* Короткое задание A:
Ответьте по тексту о цуцуму:
(i) Как озаглавлен текст?
(ii) О чём, по словам текста, писать и читать приходится нередко?
(iii) С какой страной в привычном лейтмотиве статей связано высшее совершенство форм?

* Исходный текст:
===============

Скромные шедевры цуцуму
Писать и читать о различных видах японского искусства мне приходится нередко. И во многих статьях звучит лейтмотив, такой привычный и удобный: пожалуй, нигде в мире то-то, то-то и то-то не достигло такого изысканного совершенства, отточенности и рафинированности форм, как в Японии.
Писать и читать о различных видах японского искусства мне приходится нередко. И во многих статьях звучит лейтмотив, такой привычный и удобный: пожалуй, нигде в мире то-то, то-то и то-то не достигло такого изысканного совершенства, отточенности и рафинированности форм, как в Японии. А почему, собственно, не достигло? Можно подумать, что японцам ниспослан особый божественный дар в искусстве — за что ни возьмутся, делать лучше всех?

===============

* Записи набора данных:
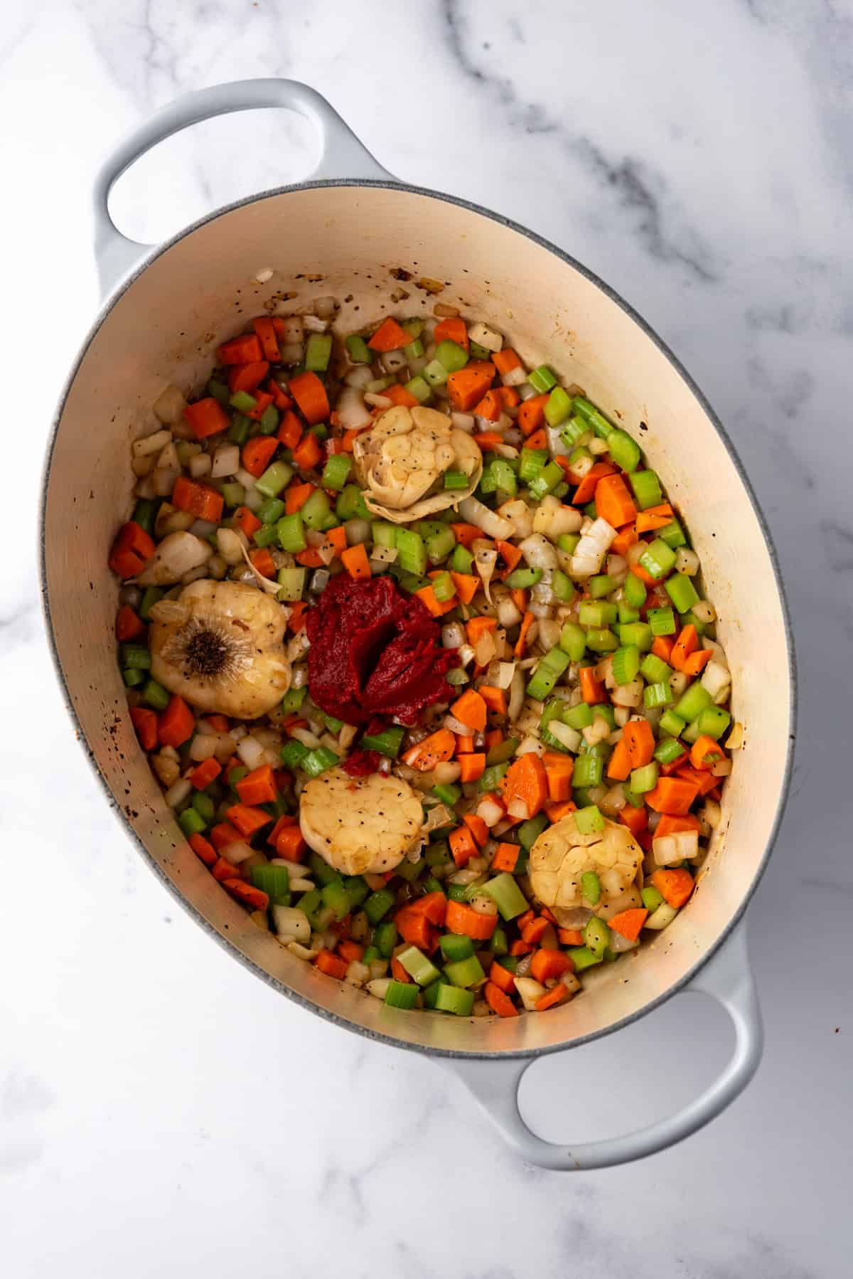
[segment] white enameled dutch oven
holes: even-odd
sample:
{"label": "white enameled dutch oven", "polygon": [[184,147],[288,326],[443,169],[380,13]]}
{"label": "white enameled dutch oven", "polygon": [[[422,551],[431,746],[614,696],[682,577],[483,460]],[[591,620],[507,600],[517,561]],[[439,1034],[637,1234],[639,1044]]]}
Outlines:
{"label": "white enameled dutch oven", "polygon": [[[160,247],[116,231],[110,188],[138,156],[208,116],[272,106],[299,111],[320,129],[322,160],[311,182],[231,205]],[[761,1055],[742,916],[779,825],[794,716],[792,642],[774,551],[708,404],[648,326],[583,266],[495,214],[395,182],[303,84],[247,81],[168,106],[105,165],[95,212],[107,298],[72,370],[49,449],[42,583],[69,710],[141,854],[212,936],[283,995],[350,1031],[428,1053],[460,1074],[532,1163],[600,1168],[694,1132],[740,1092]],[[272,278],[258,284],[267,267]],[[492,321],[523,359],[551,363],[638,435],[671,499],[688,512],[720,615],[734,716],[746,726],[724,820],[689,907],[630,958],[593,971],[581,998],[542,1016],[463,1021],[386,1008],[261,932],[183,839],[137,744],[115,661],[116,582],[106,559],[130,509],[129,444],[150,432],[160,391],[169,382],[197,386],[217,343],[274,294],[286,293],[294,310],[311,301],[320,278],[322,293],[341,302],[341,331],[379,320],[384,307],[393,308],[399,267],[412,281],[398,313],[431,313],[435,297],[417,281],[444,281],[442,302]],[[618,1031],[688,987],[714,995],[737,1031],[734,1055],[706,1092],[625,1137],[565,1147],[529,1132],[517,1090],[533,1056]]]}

===============

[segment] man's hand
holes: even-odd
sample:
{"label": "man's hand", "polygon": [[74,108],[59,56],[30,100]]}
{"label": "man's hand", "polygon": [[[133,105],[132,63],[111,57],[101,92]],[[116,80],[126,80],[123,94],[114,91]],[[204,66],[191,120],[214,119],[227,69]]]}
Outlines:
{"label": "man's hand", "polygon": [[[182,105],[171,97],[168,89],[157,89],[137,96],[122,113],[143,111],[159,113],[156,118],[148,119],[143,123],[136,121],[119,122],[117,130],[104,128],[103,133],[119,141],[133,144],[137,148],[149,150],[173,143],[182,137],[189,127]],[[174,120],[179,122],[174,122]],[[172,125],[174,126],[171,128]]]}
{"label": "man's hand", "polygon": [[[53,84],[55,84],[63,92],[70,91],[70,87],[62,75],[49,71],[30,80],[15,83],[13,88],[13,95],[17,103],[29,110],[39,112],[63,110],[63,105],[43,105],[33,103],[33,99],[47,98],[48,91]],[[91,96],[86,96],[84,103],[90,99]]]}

===============

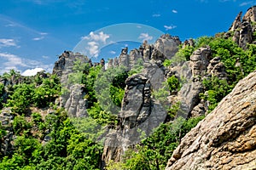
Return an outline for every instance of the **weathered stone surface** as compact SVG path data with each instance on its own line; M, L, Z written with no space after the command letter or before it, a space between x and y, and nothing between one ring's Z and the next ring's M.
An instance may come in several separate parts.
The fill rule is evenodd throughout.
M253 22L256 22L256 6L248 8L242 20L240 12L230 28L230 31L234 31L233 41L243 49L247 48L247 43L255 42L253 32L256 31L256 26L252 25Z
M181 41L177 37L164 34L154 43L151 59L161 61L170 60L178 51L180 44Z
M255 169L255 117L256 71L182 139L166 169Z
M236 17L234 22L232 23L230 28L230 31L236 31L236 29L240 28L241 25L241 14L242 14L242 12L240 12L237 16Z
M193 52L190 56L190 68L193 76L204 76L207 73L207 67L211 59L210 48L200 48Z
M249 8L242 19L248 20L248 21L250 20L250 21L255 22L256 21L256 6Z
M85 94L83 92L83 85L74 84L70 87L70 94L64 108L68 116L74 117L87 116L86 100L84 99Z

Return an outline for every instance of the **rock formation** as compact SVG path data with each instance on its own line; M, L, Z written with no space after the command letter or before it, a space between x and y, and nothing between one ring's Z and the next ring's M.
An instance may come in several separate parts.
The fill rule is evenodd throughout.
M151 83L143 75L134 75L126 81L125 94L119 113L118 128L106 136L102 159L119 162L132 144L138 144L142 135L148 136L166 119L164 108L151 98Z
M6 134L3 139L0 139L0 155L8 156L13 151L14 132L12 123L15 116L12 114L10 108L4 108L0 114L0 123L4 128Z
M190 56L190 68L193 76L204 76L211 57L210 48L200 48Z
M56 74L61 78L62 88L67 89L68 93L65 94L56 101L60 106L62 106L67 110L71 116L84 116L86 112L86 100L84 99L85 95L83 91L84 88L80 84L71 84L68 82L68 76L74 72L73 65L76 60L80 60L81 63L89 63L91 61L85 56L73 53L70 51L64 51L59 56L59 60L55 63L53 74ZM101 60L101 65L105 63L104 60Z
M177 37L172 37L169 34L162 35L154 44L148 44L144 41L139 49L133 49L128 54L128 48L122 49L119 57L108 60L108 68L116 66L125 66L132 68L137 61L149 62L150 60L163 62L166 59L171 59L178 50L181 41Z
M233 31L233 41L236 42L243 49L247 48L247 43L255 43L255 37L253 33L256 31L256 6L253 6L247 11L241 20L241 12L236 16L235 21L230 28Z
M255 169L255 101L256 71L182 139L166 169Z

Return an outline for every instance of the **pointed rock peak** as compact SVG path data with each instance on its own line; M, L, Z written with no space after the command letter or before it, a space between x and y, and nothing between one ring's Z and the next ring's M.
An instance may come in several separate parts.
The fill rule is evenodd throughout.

===============

* Короткое задание B:
Перепишите фрагмент записей от строки, содержащей «Return an outline for every instance of the **weathered», до строки, содержащей «M85 94L83 92L83», включительно. Замените в нём «separate parts» на «distinct parts», всё остальное оставьте без изменений и выведите только этот фрагмент.

* Правильный ответ A:
(i) «Скромные шедевры цуцуму».
(ii) О различных видах японского искусства.
(iii) С Японией.

* Правильный ответ B:
Return an outline for every instance of the **weathered stone surface** as compact SVG path data with each instance on its own line; M, L, Z written with no space after the command letter or before it, a space between x and y, and nothing between one ring's Z and the next ring's M.
An instance may come in several distinct parts.
The fill rule is evenodd throughout.
M253 22L256 22L256 6L248 8L242 20L240 12L230 28L230 31L234 31L233 41L243 49L247 48L247 43L255 42L253 32L256 31L256 26L252 25Z
M181 41L177 37L164 34L154 43L151 59L161 61L170 60L178 51L180 44Z
M255 169L255 117L256 71L182 139L166 169Z
M236 17L234 22L232 23L230 28L230 31L236 31L236 29L240 28L241 25L241 14L242 14L242 12L240 12L237 16Z
M193 52L190 56L190 68L193 76L204 76L207 73L207 67L211 59L210 48L200 48Z
M249 8L242 19L248 20L248 21L250 20L250 21L255 22L256 21L256 6Z
M85 94L83 92L83 85L74 84L70 87L70 94L64 108L68 116L74 117L87 116L86 100L84 99Z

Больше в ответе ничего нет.